▸ **INFORMATION**:
::::

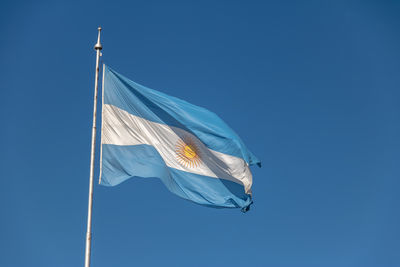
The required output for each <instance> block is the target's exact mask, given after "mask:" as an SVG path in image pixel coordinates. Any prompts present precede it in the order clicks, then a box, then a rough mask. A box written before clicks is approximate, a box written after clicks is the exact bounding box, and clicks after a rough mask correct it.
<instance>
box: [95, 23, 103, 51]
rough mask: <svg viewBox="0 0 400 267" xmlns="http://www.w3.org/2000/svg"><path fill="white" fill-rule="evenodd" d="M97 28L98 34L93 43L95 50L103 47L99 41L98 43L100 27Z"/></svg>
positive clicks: (99, 41) (98, 39)
mask: <svg viewBox="0 0 400 267" xmlns="http://www.w3.org/2000/svg"><path fill="white" fill-rule="evenodd" d="M97 30H98V31H99V34H98V36H97V43H96V44H95V46H94V49H95V50H101V49H103V46H102V45H101V43H100V32H101V27H99V28H97Z"/></svg>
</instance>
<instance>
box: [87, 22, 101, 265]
mask: <svg viewBox="0 0 400 267" xmlns="http://www.w3.org/2000/svg"><path fill="white" fill-rule="evenodd" d="M98 30H99V33H98V36H97V43H96V45H95V46H94V49H95V50H96V76H95V81H94V105H93V127H92V149H91V153H90V178H89V205H88V222H87V232H86V250H85V267H90V248H91V241H92V207H93V174H94V152H95V145H96V113H97V91H98V83H99V61H100V50H101V49H102V48H103V47H102V46H101V44H100V32H101V27H99V28H98Z"/></svg>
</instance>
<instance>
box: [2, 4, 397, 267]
mask: <svg viewBox="0 0 400 267" xmlns="http://www.w3.org/2000/svg"><path fill="white" fill-rule="evenodd" d="M399 12H400V4H399V3H398V2H396V1H329V2H328V1H196V2H194V1H179V2H176V1H140V2H139V1H101V0H99V1H82V2H78V1H76V2H75V1H35V2H33V1H32V2H31V1H25V2H24V1H18V2H17V1H7V0H6V1H2V2H1V3H0V73H1V74H0V95H1V105H0V120H1V122H2V128H1V131H0V137H1V138H0V140H1V141H0V145H1V153H0V170H1V176H0V177H1V178H0V211H1V218H0V266H7V267H8V266H10V267H11V266H44V267H46V266H68V267H70V266H83V261H84V246H85V231H86V216H87V191H88V177H89V157H90V138H91V119H92V108H93V107H92V97H93V85H94V68H95V51H94V50H93V46H94V44H95V42H96V37H97V30H96V29H97V27H98V26H99V25H101V26H102V27H103V29H104V31H103V39H102V43H103V47H104V49H103V55H104V57H103V60H104V61H105V62H106V63H107V64H108V65H109V66H111V67H112V68H113V69H115V70H116V71H118V72H119V73H121V74H123V75H125V76H127V77H129V78H131V79H133V80H134V81H136V82H138V83H141V84H143V85H146V86H148V87H150V88H154V89H157V90H160V91H163V92H165V93H168V94H170V95H174V96H177V97H180V98H182V99H185V100H187V101H189V102H191V103H194V104H196V105H199V106H203V107H206V108H208V109H210V110H212V111H214V112H216V113H217V114H219V115H220V117H221V118H223V119H224V120H225V121H226V122H227V123H228V124H229V125H230V126H231V127H232V128H233V129H235V131H236V132H237V133H238V134H239V135H240V136H241V137H242V139H243V140H244V141H245V143H246V144H247V146H248V147H249V149H250V150H251V151H252V152H253V153H254V154H255V155H257V157H259V158H260V159H261V160H262V162H263V167H262V168H261V169H259V168H257V167H255V168H253V175H254V186H253V193H254V202H255V204H254V205H253V206H252V209H251V210H250V212H248V213H246V214H242V213H241V212H240V211H239V210H229V209H228V210H220V209H211V208H205V207H202V206H198V205H195V204H192V203H190V202H187V201H184V200H182V199H179V198H178V197H176V196H175V195H173V194H171V193H169V192H168V191H167V189H166V188H165V187H164V186H163V185H162V184H161V182H160V181H159V180H157V179H146V180H145V179H135V180H129V181H127V182H125V183H123V184H121V185H119V186H117V187H114V188H108V187H102V186H98V185H96V186H95V192H94V194H95V199H94V214H93V251H92V252H93V253H92V265H93V266H96V267H97V266H98V267H101V266H174V267H176V266H184V267H187V266H230V267H234V266H274V267H280V266H282V267H297V266H307V267H313V266H318V267H320V266H324V267H330V266H332V267H338V266H349V267H350V266H363V267H370V266H371V267H372V266H379V267H380V266H386V267H391V266H399V265H400V256H399V255H400V254H399V253H398V252H399V250H400V243H399V240H400V228H399V224H400V214H399V204H400V194H399V186H400V180H399V176H400V169H399V160H400V152H399V151H400V141H399V134H400V125H399V118H400V105H399V104H400V91H399V86H400V76H399V71H400V64H399V62H400V50H399V47H400V33H399V30H398V29H399V27H400V17H399V15H398V14H399ZM96 162H97V163H96V164H97V168H96V177H97V176H98V160H97V159H96Z"/></svg>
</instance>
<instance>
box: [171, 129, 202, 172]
mask: <svg viewBox="0 0 400 267" xmlns="http://www.w3.org/2000/svg"><path fill="white" fill-rule="evenodd" d="M175 152H176V159H177V160H178V162H179V164H181V165H182V166H183V167H189V168H195V167H198V166H200V164H201V159H200V155H199V153H200V149H199V146H198V145H197V144H196V142H195V141H194V140H193V139H192V138H191V137H188V136H184V137H183V138H182V139H180V140H179V141H178V142H177V143H176V146H175Z"/></svg>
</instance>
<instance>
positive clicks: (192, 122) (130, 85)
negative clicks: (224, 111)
mask: <svg viewBox="0 0 400 267" xmlns="http://www.w3.org/2000/svg"><path fill="white" fill-rule="evenodd" d="M253 164H260V162H259V160H258V159H257V158H256V157H255V156H254V155H253V154H252V153H251V152H250V151H249V150H247V148H246V147H245V145H244V144H243V142H242V141H241V139H240V138H239V136H238V135H237V134H236V133H235V132H234V131H233V130H232V129H231V128H229V126H228V125H226V123H224V122H223V121H222V120H221V119H220V118H219V117H218V116H217V115H215V114H214V113H212V112H210V111H208V110H206V109H204V108H201V107H198V106H195V105H192V104H190V103H188V102H186V101H183V100H181V99H178V98H175V97H172V96H168V95H166V94H164V93H161V92H158V91H155V90H152V89H149V88H146V87H144V86H142V85H140V84H137V83H135V82H133V81H131V80H129V79H127V78H125V77H124V76H122V75H121V74H118V73H117V72H115V71H114V70H112V69H111V68H109V67H107V66H106V67H105V70H104V84H103V107H102V126H101V177H100V183H101V184H102V185H106V186H115V185H117V184H119V183H121V182H123V181H125V180H127V179H129V178H132V177H157V178H160V179H161V181H162V182H163V183H164V184H165V186H166V187H167V188H168V189H169V190H170V191H171V192H173V193H174V194H176V195H178V196H180V197H182V198H185V199H188V200H191V201H193V202H195V203H198V204H201V205H205V206H210V207H226V208H242V210H243V211H247V210H248V208H249V206H250V204H251V203H252V200H251V185H252V175H251V172H250V169H249V165H253Z"/></svg>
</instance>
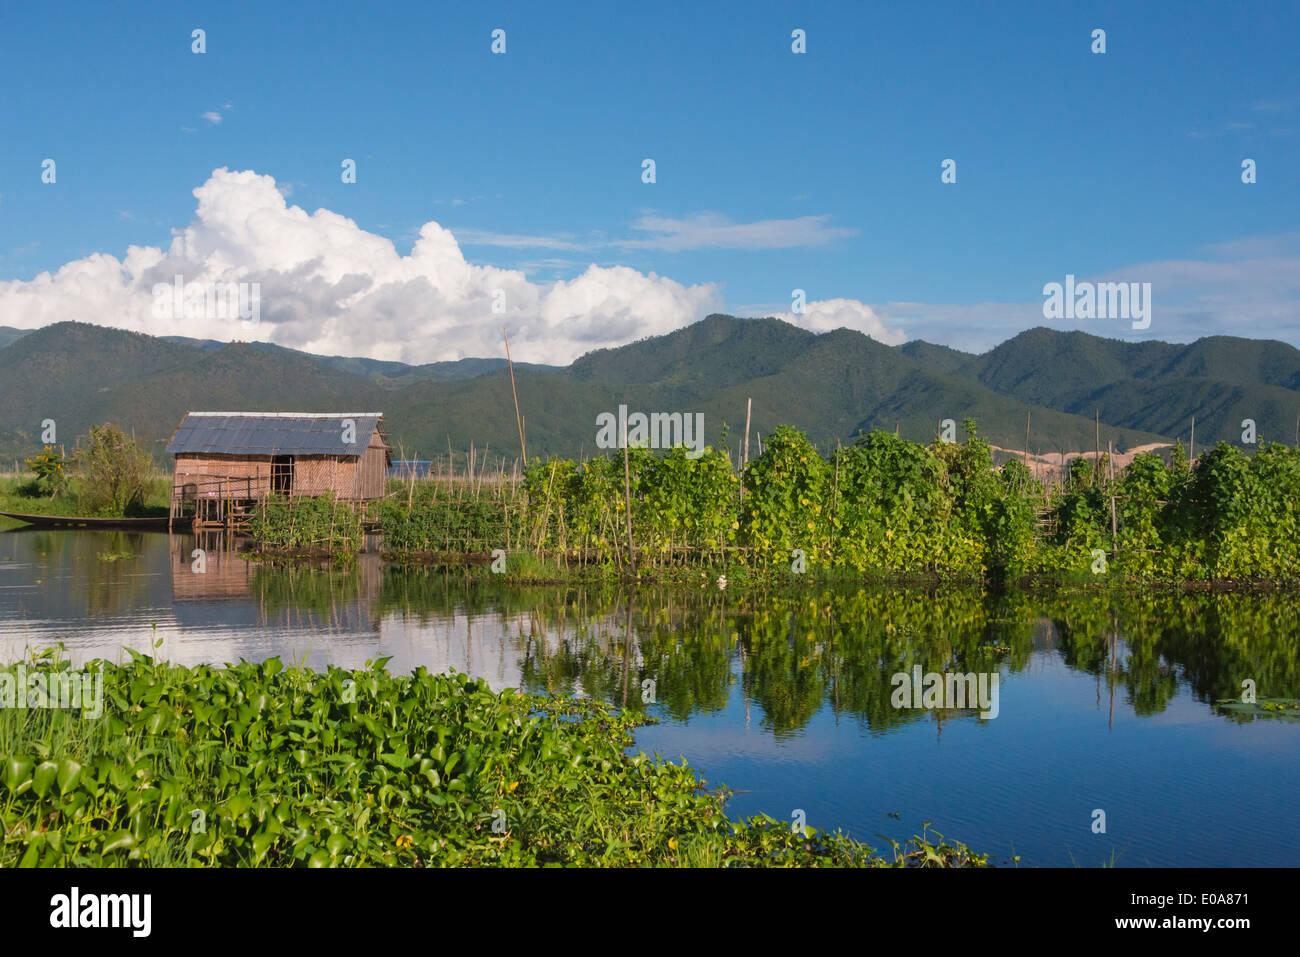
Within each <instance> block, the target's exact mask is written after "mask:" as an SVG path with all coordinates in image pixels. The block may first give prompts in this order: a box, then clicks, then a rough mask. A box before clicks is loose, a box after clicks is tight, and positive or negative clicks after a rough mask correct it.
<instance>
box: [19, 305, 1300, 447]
mask: <svg viewBox="0 0 1300 957" xmlns="http://www.w3.org/2000/svg"><path fill="white" fill-rule="evenodd" d="M515 384H516V389H517V391H519V404H520V411H521V413H523V416H524V419H525V429H526V441H528V450H529V456H530V458H533V456H543V455H547V454H560V455H578V454H580V452H581V454H584V455H590V454H593V452H594V451H595V449H594V438H595V417H597V415H598V413H601V412H614V411H616V410H617V406H619V403H625V404H627V406H628V407H629V411H643V412H651V411H663V412H703V413H705V426H706V437H707V441H708V442H710V443H714V445H716V443H718V442H719V441H720V437H722V429H723V426H724V424H725V426H727V429H728V439H727V441H728V445H729V446H731V447H732V449H733V450H735V449H736V443H737V439H738V438H740V433H741V430H742V429H744V417H745V402H746V399H753V410H754V411H753V424H751V429H753V432H754V433H755V438H751V443H750V450H751V455H753V454H755V452H757V434H768V433H770V432H771V430H772V429H774V428H775V426H776V425H779V424H790V425H796V426H798V428H801V429H803V430H806V432H807V433H809V436H810V438H813V441H814V442H816V443H818V446H819V447H820V449H822V450H823V451H826V450H828V449H829V447H832V446H833V445H835V442H836V441H841V442H852V441H853V439H854V437H855V436H857V434H858V432H859V430H861V432H866V430H870V429H874V428H879V429H888V430H893V429H894V428H897V429H898V432H900V433H901V434H904V436H905V437H909V438H915V439H922V441H928V439H931V438H933V436H935V433H936V429H937V424H939V421H940V420H941V419H953V420H954V421H956V423H957V425H958V434H961V432H959V430H961V423H962V420H963V419H966V417H972V419H975V420H976V421H978V425H979V430H980V434H982V436H984V437H987V438H988V439H989V441H991V442H993V443H995V445H997V446H1001V447H1004V449H1008V450H1018V449H1023V446H1024V425H1026V415H1027V413H1028V416H1030V420H1031V421H1030V425H1031V429H1030V446H1031V450H1032V451H1035V452H1076V451H1082V450H1091V449H1092V447H1093V443H1095V441H1096V438H1095V424H1093V413H1095V411H1097V410H1100V417H1101V424H1102V429H1101V445H1102V447H1105V445H1106V442H1108V441H1113V442H1115V446H1117V449H1121V450H1127V449H1132V447H1135V446H1139V445H1145V443H1152V442H1157V443H1158V442H1170V441H1171V439H1173V437H1175V436H1178V437H1182V438H1183V441H1184V442H1186V439H1187V432H1188V430H1190V425H1191V419H1192V416H1195V417H1196V439H1197V447H1199V449H1200V447H1205V446H1208V445H1210V443H1213V442H1216V441H1218V439H1221V438H1222V439H1229V441H1238V439H1239V438H1240V425H1239V423H1240V421H1242V419H1255V421H1256V424H1257V428H1258V433H1260V436H1261V438H1262V439H1264V441H1270V439H1278V441H1288V442H1291V441H1294V434H1295V423H1296V417H1297V413H1300V351H1297V350H1295V348H1292V347H1291V346H1287V345H1284V343H1281V342H1257V341H1252V339H1240V338H1230V337H1214V338H1208V339H1201V341H1199V342H1195V343H1191V345H1187V346H1179V345H1170V343H1164V342H1141V343H1127V342H1122V341H1117V339H1104V338H1100V337H1096V335H1088V334H1086V333H1060V332H1053V330H1049V329H1041V328H1040V329H1031V330H1028V332H1024V333H1022V334H1019V335H1017V337H1015V338H1013V339H1009V341H1008V342H1005V343H1002V345H1001V346H998V347H997V348H995V350H992V351H991V352H987V354H984V355H970V354H966V352H961V351H958V350H953V348H949V347H946V346H936V345H933V343H927V342H909V343H906V345H904V346H897V347H894V346H885V345H883V343H880V342H876V341H875V339H871V338H868V337H866V335H863V334H861V333H857V332H852V330H848V329H837V330H835V332H829V333H823V334H814V333H810V332H806V330H803V329H798V328H796V326H793V325H789V324H787V322H783V321H780V320H776V319H735V317H732V316H716V315H715V316H710V317H707V319H705V320H702V321H699V322H695V324H692V325H689V326H685V328H682V329H679V330H676V332H673V333H669V334H667V335H660V337H655V338H649V339H642V341H640V342H633V343H629V345H627V346H621V347H619V348H607V350H599V351H595V352H590V354H588V355H584V356H581V358H580V359H577V360H576V361H575V363H573V364H571V365H568V367H565V368H558V367H549V365H529V364H516V367H515ZM191 410H247V411H312V410H328V411H334V410H338V411H348V410H352V411H370V410H380V411H383V412H385V413H386V420H387V428H389V430H390V434H391V437H393V439H394V445H395V446H400V450H402V451H403V452H404V454H406V455H408V456H421V458H430V456H433V455H437V454H441V452H445V451H446V450H447V447H448V446H450V447H451V449H454V450H456V451H463V450H468V449H469V445H471V442H472V443H473V445H474V446H476V447H477V449H480V450H481V449H484V446H487V447H489V449H490V451H491V454H493V455H495V454H503V455H506V456H508V458H513V456H515V455H517V451H519V433H517V428H516V423H515V406H513V400H512V398H511V386H510V376H508V373H507V371H506V368H504V359H503V358H485V359H461V360H459V361H450V363H430V364H426V365H407V364H404V363H395V361H383V360H374V359H359V358H347V356H313V355H308V354H305V352H300V351H296V350H290V348H283V347H279V346H273V345H268V343H220V342H211V341H200V339H185V338H181V337H170V338H156V337H149V335H142V334H138V333H127V332H121V330H116V329H107V328H103V326H95V325H87V324H82V322H60V324H57V325H52V326H45V328H43V329H38V330H34V332H30V333H23V330H10V329H3V328H0V460H9V462H12V460H13V459H18V458H22V456H26V455H30V454H31V452H32V451H34V450H35V449H36V447H38V446H39V436H40V423H42V420H44V419H55V421H56V424H57V428H59V438H60V441H61V442H62V443H64V445H65V446H69V447H70V446H72V445H73V443H74V442H75V439H77V437H78V436H81V434H83V433H85V432H86V429H87V428H88V425H91V424H92V423H96V421H104V420H110V421H116V423H118V424H120V425H122V426H123V428H126V429H127V430H134V432H135V434H136V437H138V438H140V439H143V441H146V442H148V443H149V445H151V450H152V451H153V452H155V455H157V456H160V458H161V451H162V447H164V445H165V442H166V439H168V438H169V437H170V434H172V430H173V429H174V428H175V425H177V423H178V421H179V420H181V416H182V415H183V413H185V412H186V411H191Z"/></svg>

::::

▸ **EXERCISE OBJECTIVE**:
Could you copy out the part that opens with the line containing "Within each <instance>" and closes with the line containing "box: [19, 305, 1300, 447]", substituting "coarse mask" for every "rough mask" and leaving all else as it stands?

▸ **TASK OUTPUT**:
Within each <instance> block, the target's exact mask is written after "mask:" as an SVG path with all coordinates in image pixels. The block may first give prompts in this order: a box, then clicks, then a coarse mask. A box before clicks is loose, a box after clicks is tight, and positive or negative clicks after a coarse mask correct it.
<instance>
box: [19, 305, 1300, 447]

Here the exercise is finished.